*DOCUMENT TEXT*:
......
SOLUTION A (terrible):
A linear search of the haystack buffer for each needle, for example using strstr to find first occurance of needle in haystack, then loop and strstr again +1 position after last occurance. Until we ahve a count.
SOLUTION BI (still pretty terrible)
Pre-scan the buffer, count the occurances of each character, e.g. A occurs 237 times, B occurs 124 times, C occurs 68 times.
When testing a needle, the maximum number of times it can occur is that of the least popular character in the needle, e.g. Continuing from A occurs 237 times, B occurs 124 times, C occurs 68 times. -- then ABC *maximum* occurances would be 68 times, although it may be less
Previous paragraph potentially allows
(i) earlier termination of linear search e.g. when we've hit 68 ABCs there can't be any more, so time to stop searching
(ii) avoid unnecessary searches, e.g. if searching for ABCZ and we know Z occurs 0 times, no need for linear search
(iii) Because of my rule 3** (above). In my particular case, I can eliminate additional linear searches.
SOLUTION BII (getting better)
As with BI, but work with (say) 2 character sequences, e.g. AB occurs 15 times, BC occurs 7 times
When testing a needle, the maximum number of times it can occur is that of the least popular 2-character in the needle, e.g. Continuing from AB occurs 15 times and BC 7 times -- then ABC *maximum* occurances would be 7 times, although it may be less
Previous paragraph potentially allows
(i) earlier termination of linear search e.g. when we've hit 15 ABCs there can't be any more, so time to stop searching
(ii) avoid unnecessary searches, e.g. if searching for ABCZ and we know CZ occurs 0 times, no need for linear search
(iii) Because of my rule 3** (above). In my particular case, I can eliminate additional linear searches.
Here's the challenge, anyone - SOLUTION BIII or C -- even better ones?
......
*GIVEN RECORDS*:
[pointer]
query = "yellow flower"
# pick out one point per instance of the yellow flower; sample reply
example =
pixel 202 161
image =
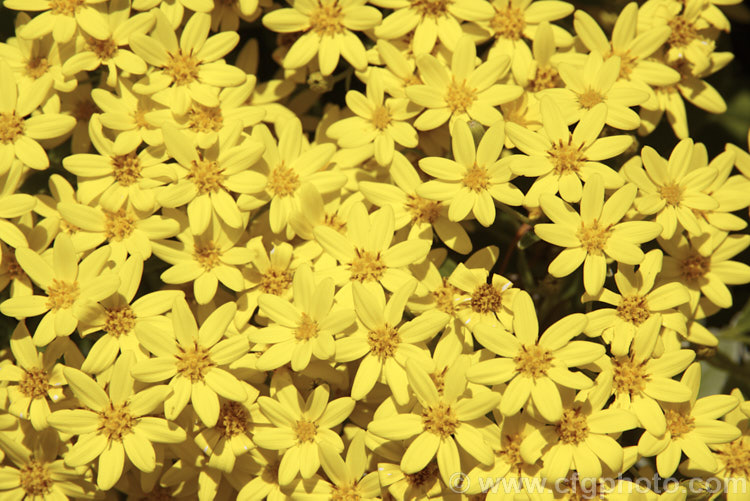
......
*REQUESTS*:
1 - Reproduce the records above, line for line, omitting the pictures.
2 - Continue the post on counting needle occurrences in a haystack buffer from the point where it stops.

*ANSWERS FOR THE TASKS*:
1 -
[pointer]
query = "yellow flower"
# pick out one point per instance of the yellow flower; sample reply
example =
pixel 202 161
image =

2 -
S. Tanna
Friday, February 27, 2004
Maybe I'm missing something, but surely you can just do one pass through the buffer and keep the results in a map of the form map<string, count> like so:
1) Get string from buffer
2) Check map for string, if it's not there create an entry with a count of 1. If it is there increment the count.
3) Repeat for next string from buffer until you reach the end of the buffer.
4) Your map now contains a count of occurances for each string in the buffer.
R1ch
Friday, February 27, 2004
What you're missing is the vast number of needles (I probably didn't emphasize that enough)
What if I have 100,000,000 needles?
What you are proposing is comparing every needle against every character position in the buffer. That is the same number of comparisons as the linear search, solution A -- it is just that you are doing them in a different order.
S. Tanna
Friday, February 27, 2004
ah, right - so you only need to know the results for a small number of needles?
R1ch
Friday, February 27, 2004
You need the result for every needle
You just don't need to keep it in memory
For a simple version - Imagine you write the result for each needle to an output file or something, and then can throw it away.
Actually a more accurate characterization of my particular problem - imagine you have 100,000,000 needles, and you need to find the 1,000 most frequently occuring needles.
S. Tanna
Friday, February 27, 2004
My favourite searching shortcut involves skipping ahead whilst doing a linear search.
If you are searching ABCZ and you encounter an A; next check for the Z backwards. If there's no Z then there's no match. If your search in in memory this will be quick.
If you produce a table of start char and end char+offset you could perform on linear search, and trigger a reverse offset search for hits on start character.
With quick supporting structures this could fly!
Good luck!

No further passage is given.